>> start Records

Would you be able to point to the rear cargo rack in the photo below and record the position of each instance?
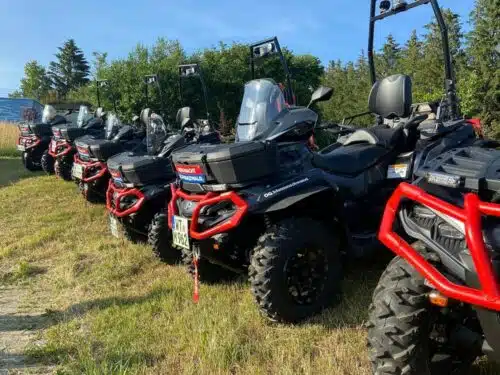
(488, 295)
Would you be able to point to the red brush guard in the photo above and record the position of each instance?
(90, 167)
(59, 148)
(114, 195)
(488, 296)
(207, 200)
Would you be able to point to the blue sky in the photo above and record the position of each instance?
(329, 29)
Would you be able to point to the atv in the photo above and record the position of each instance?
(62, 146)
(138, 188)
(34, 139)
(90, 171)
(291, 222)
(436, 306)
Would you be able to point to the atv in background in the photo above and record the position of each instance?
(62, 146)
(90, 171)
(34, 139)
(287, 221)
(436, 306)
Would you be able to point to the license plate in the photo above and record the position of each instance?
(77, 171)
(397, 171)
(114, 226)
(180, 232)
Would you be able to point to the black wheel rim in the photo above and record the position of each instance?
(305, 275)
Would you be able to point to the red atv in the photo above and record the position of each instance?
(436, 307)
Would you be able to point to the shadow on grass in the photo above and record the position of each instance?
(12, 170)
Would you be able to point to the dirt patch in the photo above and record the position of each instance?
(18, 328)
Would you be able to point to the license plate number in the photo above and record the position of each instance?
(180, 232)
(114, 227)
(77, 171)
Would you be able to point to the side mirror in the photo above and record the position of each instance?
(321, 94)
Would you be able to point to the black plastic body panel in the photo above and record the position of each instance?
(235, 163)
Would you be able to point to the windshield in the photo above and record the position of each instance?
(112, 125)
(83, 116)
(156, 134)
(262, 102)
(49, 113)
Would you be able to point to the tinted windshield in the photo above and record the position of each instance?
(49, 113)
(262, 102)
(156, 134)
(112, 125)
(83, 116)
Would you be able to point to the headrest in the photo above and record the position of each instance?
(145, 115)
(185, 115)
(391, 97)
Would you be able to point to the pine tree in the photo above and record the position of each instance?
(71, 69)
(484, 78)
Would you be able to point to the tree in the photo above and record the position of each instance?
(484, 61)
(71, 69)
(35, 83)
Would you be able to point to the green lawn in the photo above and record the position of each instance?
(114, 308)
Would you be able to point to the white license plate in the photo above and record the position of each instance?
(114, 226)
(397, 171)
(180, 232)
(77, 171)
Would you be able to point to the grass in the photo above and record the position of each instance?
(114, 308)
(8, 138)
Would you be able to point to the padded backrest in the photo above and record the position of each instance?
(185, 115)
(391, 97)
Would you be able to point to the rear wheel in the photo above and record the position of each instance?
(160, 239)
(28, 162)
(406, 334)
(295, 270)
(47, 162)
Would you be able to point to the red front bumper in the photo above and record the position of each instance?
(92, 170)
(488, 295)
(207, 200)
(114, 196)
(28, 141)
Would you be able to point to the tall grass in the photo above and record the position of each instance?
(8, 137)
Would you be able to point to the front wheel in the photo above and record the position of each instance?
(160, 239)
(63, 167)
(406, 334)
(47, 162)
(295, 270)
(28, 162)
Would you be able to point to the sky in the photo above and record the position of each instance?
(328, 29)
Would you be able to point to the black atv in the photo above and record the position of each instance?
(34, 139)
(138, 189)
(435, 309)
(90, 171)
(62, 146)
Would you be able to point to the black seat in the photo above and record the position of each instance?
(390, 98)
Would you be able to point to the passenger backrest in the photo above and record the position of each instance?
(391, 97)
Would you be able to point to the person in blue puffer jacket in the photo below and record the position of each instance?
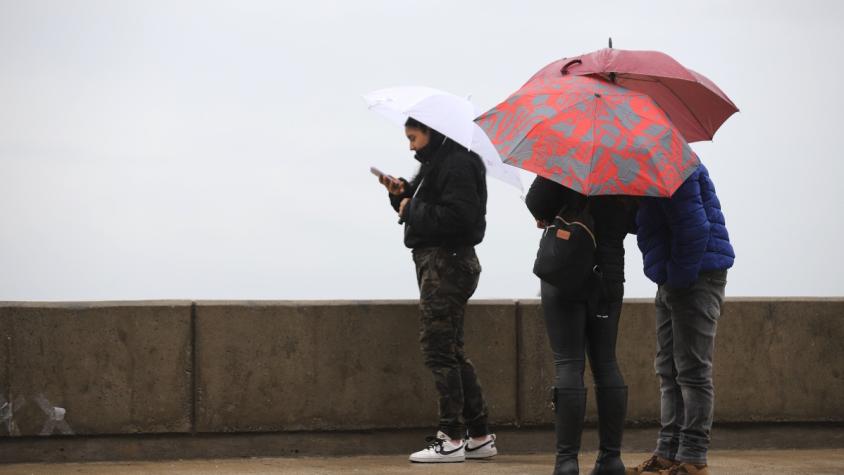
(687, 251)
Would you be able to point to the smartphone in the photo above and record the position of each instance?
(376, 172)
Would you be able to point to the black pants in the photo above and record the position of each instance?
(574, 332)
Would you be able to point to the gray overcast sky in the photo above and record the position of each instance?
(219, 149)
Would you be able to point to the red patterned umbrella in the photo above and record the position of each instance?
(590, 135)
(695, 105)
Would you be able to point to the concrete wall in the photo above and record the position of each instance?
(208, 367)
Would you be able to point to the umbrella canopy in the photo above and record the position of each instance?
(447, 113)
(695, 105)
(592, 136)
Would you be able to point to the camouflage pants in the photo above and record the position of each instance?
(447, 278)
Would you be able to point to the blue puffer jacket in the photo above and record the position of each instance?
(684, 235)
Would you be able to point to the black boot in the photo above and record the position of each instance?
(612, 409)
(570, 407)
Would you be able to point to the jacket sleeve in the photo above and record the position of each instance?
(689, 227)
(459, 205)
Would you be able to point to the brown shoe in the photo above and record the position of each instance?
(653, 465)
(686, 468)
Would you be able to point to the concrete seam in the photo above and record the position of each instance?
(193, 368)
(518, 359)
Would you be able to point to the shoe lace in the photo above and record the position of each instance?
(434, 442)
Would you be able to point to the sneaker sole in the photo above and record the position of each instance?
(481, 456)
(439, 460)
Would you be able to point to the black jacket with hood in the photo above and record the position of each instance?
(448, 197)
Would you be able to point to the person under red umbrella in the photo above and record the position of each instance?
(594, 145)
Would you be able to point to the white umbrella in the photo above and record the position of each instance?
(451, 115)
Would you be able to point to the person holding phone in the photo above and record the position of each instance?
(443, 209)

>> end Records
>> start Records

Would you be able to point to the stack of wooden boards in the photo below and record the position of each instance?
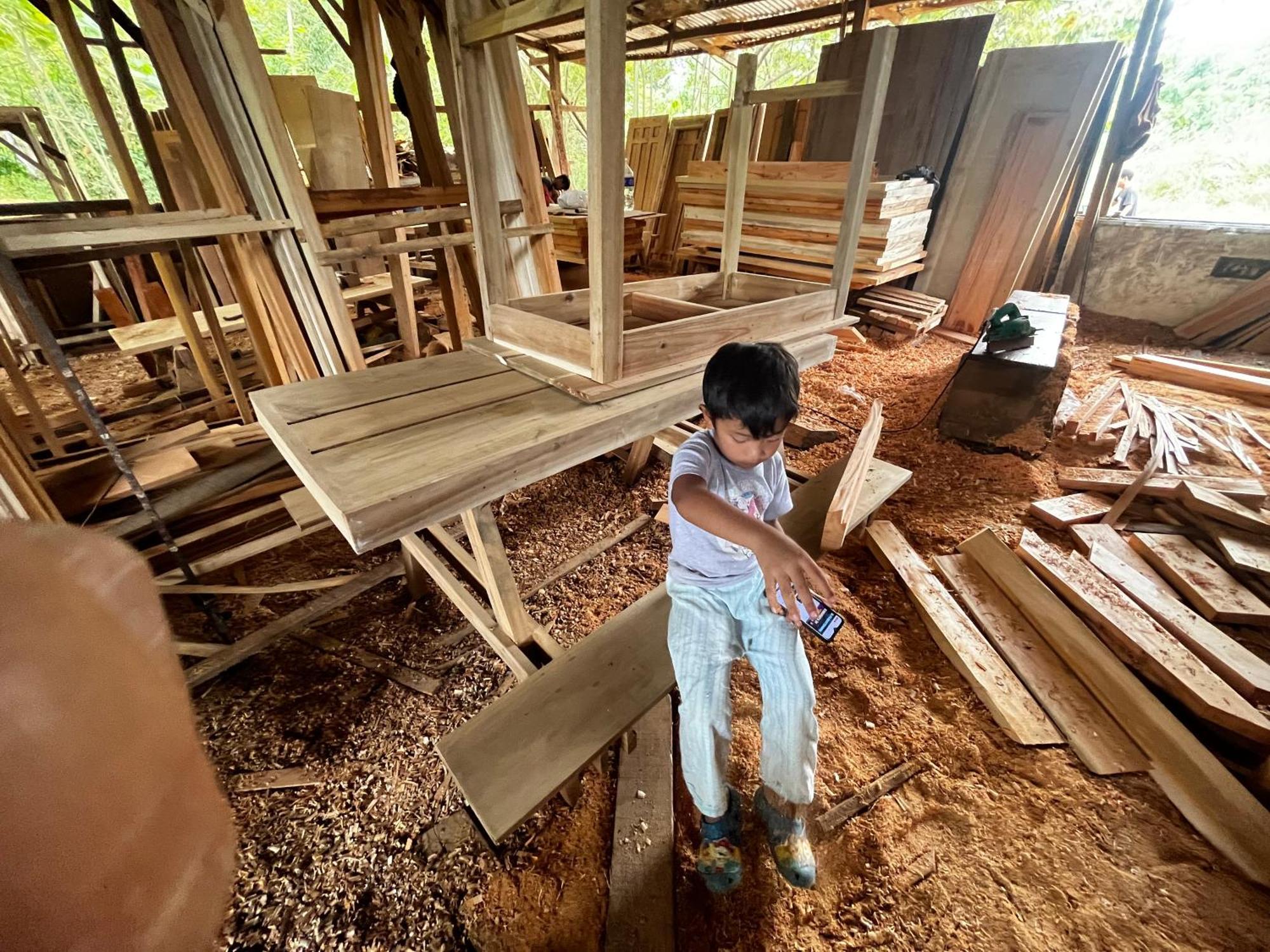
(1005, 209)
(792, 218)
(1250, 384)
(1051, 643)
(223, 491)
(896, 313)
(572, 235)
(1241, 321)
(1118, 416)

>> end Records
>> start Records

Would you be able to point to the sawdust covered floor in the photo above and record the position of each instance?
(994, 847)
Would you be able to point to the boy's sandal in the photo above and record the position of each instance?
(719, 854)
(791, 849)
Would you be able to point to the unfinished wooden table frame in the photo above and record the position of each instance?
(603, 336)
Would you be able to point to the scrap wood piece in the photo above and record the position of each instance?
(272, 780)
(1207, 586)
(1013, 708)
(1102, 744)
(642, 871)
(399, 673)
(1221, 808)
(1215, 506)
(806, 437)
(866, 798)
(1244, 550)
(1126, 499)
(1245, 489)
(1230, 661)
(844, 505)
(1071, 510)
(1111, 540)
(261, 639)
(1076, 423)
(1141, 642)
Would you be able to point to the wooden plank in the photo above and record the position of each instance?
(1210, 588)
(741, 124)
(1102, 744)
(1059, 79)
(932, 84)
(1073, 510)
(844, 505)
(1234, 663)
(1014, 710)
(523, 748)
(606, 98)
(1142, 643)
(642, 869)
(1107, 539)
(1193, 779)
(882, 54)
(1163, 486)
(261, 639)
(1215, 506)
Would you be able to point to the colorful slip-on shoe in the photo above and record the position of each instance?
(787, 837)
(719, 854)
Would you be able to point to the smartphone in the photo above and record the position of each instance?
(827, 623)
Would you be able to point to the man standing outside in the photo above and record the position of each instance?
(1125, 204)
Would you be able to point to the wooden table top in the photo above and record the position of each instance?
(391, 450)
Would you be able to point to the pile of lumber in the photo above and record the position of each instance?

>> end Records

■ Your task
Please count the lines in the records that contain the string "concrete", treating uppercase and lowercase as different, and reply with only that number.

■ Task answer
2